● Text segment
BEGIN
I grabbed the tiger’s cotton-like, soft skin as I breathed in the smell of the beast. My companions fled to the other boat, still shouting at the top of their lungs. As I tried to knock the tiger out of the boat, it sank its teeth into my skull.
WEST BENGAL, India ꟷ As a fisherman in the Sundarbans of Bengal, I came to face-to-face with the infamous “man-eating tiger” of India and survived to tell the tale. My home on the Bally Islands remains one of the last human settlements in the Sundarbans – a dense and protected mangrove forest with intersecting, narrow tide channels.
For 16 years, I have fished this landscape, following in the footsteps of my father and grandfather. I gave up my studies to take up fishing, starting with trap nets around my home, adjacent to the Datta River. I caught prawns and other small fish. Slowly, I switched to seine nets and eventually began venturing deeper in the jungle with my boats. I took a crew of uncles, neighborhood boys, and my 15-year-old son.
Then, on a cloudy and rainy day in January 2021, I found myself in the jaws of a Royal Bengal Tiger.
My crew and I went on fishing trips in the jungle for a week at a time in a small country boat. We carried drinking water and food. I took on the role of skipper and cook. We rarely set foot inside the jungle, knowing the danger it posed. Floating along, we collected dry branches to use as cooking wood, making food inside the boat during high tide.
END
● Data extract
BEGIN
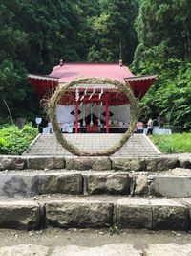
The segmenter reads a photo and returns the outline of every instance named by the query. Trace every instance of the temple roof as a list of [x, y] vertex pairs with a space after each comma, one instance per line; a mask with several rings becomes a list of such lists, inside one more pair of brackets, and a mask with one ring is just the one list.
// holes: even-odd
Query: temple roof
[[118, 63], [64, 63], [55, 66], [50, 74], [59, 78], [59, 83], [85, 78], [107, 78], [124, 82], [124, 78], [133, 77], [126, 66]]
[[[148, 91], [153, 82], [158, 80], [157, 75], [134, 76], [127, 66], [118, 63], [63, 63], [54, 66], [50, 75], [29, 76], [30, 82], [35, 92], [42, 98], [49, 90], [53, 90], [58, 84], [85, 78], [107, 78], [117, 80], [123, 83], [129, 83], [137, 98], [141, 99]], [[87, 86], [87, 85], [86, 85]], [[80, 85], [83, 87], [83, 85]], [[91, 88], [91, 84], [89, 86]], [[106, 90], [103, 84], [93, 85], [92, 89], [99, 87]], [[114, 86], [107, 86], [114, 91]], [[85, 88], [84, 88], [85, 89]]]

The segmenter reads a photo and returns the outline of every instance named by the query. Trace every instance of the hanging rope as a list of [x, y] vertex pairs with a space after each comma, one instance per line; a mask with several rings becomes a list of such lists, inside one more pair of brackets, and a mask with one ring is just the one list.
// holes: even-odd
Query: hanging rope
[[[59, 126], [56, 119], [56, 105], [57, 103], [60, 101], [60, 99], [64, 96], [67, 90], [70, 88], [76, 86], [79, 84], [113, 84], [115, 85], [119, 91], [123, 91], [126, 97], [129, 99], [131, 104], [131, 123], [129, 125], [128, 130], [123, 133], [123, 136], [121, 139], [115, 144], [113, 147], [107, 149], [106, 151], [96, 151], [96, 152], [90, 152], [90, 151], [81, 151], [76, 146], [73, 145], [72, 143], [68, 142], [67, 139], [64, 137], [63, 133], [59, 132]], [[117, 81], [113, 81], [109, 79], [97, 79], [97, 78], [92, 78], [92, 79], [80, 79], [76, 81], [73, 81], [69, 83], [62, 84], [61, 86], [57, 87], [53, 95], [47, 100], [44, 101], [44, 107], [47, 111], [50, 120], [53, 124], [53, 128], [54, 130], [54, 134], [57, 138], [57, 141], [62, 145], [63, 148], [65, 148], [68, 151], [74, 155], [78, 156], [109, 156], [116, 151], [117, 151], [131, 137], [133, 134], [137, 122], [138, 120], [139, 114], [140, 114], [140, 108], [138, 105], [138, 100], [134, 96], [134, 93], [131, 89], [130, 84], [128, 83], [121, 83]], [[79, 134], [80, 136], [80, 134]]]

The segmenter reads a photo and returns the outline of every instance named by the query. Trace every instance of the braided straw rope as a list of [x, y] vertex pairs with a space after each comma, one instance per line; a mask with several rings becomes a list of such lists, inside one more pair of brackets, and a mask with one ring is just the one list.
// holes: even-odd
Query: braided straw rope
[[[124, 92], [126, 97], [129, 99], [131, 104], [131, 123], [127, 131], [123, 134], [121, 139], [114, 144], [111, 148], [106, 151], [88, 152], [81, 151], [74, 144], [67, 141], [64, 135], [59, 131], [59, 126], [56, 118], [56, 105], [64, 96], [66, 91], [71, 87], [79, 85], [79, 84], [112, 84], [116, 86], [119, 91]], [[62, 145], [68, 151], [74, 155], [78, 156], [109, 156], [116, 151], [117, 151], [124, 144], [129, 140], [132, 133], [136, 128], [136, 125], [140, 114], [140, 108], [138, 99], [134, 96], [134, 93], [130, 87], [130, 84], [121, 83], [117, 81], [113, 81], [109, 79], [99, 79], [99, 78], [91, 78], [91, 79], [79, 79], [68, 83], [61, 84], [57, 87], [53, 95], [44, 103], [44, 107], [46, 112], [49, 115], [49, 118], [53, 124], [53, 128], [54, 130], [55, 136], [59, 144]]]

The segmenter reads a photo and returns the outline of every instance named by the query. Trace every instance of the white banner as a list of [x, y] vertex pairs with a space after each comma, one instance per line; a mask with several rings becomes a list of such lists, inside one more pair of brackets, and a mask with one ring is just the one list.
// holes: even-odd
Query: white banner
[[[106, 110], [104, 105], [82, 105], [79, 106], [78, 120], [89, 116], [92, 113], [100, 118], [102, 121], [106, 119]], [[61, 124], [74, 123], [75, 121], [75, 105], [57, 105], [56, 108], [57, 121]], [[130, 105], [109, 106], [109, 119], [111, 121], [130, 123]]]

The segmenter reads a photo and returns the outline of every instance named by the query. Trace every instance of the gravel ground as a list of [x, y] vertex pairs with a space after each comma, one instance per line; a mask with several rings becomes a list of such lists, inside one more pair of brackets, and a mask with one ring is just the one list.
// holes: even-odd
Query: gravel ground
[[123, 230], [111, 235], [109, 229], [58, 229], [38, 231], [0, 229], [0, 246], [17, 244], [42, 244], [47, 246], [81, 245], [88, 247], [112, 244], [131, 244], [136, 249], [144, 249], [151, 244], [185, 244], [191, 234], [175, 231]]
END
● Required action 1
According to the Sundarbans tiger account, in what month and year did the tiger attack take place?
● Required action 2
Return, word for word, the passage of the Sundarbans tiger account that begins at the words "For 16 years, I" and stops after "Royal Bengal Tiger.".

● Task response 1
January 2021

● Task response 2
For 16 years, I have fished this landscape, following in the footsteps of my father and grandfather. I gave up my studies to take up fishing, starting with trap nets around my home, adjacent to the Datta River. I caught prawns and other small fish. Slowly, I switched to seine nets and eventually began venturing deeper in the jungle with my boats. I took a crew of uncles, neighborhood boys, and my 15-year-old son.
Then, on a cloudy and rainy day in January 2021, I found myself in the jaws of a Royal Bengal Tiger.